[start SOURCE]

The second oldest of five siblings, Cobi grew up in Highland
Park on the eastside of Los Angeles. In junior high school
she played glockenspiels (or orchestra bells), but realized
that her fate did not lay in being a musician.
Way before her involvement in the business and promotion of
jazz came the despicable internment of Japanese American citizens
during World War II, after Pearl Harbor. Her family was forced
to leave their home; instead of selling their valuables such
as kimonos and rare dolls for a paltry 5c per item, her mother
burned them.
She noted that it was very difficult for Japanese women in
the camps due to the lack of privacy. Cobi also remembered
the enterprise of her ethnic community, who began gardening
in the desert because they wanted fresh vegetables.
Since she was a youngster, Cobi didnt realize just how
bad things were. She began a newsletter, and several clubs
such as The Royal Thespians and a Girls
Club for dancing. But she soon understood that
my parents had lost everything. For a year after release
from the camp, her family lived in a trailer; initially she
went to college in Gettysburg, Pennsylvania, sent by the U.S.

[end SOURCE]
[start DATA PROVIDED]

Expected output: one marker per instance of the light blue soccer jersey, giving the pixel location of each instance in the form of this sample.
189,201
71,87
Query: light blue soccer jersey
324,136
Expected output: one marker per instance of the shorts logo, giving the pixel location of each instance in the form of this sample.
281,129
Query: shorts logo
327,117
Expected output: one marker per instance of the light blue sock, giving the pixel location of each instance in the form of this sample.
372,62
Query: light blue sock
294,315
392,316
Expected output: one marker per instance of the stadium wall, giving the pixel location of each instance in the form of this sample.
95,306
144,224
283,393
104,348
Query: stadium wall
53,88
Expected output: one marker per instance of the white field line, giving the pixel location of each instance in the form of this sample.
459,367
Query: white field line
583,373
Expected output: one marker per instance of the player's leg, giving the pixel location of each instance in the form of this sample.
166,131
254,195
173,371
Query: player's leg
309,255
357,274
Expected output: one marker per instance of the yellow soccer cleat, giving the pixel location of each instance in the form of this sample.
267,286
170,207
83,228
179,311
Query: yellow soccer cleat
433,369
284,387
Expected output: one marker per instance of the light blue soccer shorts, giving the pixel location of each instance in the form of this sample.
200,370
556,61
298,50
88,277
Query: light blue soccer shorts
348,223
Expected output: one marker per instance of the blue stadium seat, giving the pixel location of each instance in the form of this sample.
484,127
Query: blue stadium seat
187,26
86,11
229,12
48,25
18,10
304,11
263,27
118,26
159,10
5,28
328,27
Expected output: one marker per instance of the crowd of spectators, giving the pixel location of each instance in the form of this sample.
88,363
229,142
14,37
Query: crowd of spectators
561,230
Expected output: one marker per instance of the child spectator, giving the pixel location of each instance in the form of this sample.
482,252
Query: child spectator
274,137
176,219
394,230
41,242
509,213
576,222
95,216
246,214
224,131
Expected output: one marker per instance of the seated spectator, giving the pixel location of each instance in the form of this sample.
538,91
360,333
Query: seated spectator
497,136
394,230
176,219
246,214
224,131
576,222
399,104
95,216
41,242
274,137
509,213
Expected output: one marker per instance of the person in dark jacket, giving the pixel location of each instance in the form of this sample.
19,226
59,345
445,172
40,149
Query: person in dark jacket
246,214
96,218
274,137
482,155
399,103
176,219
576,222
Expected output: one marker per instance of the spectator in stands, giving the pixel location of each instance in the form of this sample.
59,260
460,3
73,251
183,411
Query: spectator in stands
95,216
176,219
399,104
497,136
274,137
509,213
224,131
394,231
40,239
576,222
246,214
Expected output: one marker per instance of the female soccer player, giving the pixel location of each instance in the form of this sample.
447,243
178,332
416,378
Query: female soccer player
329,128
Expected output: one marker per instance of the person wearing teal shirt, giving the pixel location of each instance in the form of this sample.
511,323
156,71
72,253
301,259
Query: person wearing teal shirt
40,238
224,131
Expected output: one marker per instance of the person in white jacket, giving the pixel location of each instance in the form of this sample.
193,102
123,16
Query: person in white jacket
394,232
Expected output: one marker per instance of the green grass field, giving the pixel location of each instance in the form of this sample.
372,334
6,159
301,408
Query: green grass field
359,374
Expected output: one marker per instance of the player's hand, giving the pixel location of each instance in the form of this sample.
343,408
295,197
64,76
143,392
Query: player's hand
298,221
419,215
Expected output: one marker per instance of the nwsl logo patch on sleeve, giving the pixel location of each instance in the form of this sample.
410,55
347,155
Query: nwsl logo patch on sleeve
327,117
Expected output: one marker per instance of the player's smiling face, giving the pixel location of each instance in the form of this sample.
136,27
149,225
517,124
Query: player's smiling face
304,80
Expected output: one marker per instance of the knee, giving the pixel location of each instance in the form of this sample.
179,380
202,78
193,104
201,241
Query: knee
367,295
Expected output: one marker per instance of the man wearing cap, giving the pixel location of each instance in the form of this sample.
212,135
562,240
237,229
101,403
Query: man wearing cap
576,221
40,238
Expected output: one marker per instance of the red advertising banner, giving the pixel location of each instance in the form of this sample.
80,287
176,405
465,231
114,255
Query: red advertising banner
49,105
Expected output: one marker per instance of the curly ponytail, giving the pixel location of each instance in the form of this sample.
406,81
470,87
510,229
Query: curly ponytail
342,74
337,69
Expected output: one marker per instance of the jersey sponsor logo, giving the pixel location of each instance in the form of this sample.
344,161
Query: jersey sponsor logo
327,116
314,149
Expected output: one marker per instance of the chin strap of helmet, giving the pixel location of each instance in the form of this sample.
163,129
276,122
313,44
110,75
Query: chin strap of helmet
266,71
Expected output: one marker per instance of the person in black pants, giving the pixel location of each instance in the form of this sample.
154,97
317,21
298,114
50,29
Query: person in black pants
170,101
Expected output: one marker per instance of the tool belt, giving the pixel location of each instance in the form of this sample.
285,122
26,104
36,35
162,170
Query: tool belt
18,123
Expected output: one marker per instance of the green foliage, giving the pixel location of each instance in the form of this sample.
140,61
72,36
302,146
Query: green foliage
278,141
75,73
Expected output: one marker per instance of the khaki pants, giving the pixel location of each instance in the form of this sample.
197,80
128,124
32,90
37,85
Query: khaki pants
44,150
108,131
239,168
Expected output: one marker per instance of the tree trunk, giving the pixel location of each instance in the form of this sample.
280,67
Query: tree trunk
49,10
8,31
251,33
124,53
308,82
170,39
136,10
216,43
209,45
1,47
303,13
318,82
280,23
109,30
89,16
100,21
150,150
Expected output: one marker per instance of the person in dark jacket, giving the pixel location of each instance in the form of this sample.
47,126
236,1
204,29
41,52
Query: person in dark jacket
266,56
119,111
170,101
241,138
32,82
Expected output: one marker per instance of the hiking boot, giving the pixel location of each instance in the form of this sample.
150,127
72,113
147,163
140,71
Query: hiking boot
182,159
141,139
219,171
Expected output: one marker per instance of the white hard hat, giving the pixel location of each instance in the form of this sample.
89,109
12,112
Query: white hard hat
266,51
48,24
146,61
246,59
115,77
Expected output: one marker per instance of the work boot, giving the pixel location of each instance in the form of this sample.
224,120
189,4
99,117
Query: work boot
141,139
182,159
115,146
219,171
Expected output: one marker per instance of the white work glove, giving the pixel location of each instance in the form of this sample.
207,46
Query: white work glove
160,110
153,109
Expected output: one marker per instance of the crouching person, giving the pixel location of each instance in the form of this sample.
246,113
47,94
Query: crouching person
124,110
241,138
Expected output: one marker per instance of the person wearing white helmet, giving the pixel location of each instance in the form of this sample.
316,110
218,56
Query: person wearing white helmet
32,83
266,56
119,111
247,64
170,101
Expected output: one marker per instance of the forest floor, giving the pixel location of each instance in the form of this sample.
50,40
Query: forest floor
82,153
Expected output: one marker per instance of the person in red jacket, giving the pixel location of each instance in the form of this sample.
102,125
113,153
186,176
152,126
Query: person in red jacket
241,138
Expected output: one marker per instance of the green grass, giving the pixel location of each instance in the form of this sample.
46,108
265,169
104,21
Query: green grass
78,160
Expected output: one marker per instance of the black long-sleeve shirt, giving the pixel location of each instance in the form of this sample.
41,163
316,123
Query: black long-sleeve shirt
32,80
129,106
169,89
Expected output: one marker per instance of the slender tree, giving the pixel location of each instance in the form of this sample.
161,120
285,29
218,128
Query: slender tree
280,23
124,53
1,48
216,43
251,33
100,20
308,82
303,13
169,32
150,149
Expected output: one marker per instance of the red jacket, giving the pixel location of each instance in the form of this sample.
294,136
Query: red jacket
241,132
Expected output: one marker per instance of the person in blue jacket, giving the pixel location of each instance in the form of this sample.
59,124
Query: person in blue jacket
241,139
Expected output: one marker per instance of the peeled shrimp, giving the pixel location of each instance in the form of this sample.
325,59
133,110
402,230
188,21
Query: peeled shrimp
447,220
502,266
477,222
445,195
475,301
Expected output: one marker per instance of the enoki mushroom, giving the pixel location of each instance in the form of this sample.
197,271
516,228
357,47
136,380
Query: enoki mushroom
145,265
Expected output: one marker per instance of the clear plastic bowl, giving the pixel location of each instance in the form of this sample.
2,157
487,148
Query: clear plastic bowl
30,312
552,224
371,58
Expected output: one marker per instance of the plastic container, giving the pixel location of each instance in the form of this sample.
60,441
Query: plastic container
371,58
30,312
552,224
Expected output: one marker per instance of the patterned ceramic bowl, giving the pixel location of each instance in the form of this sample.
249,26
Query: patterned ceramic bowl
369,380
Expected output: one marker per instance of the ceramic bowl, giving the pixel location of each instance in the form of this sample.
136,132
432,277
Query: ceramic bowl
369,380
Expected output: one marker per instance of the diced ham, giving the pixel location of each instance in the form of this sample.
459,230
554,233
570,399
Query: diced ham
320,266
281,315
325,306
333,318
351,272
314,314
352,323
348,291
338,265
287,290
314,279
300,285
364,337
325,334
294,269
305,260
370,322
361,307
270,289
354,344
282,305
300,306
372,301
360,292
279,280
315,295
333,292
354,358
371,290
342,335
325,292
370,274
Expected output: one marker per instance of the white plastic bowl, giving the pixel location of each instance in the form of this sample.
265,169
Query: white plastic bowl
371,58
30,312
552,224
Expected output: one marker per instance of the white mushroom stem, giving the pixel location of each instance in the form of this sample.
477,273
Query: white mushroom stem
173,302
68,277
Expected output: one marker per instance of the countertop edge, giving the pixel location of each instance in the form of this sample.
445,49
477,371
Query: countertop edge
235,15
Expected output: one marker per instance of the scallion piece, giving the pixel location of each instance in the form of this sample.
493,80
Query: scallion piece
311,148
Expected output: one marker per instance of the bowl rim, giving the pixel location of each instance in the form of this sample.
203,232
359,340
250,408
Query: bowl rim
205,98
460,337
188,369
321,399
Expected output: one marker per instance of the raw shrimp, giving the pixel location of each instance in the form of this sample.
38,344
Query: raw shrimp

[end DATA PROVIDED]

In the text about Cobi, what things does she begin during the camp years?

- A newsletter
- The Royal Thespians
- A Girls Club for dancing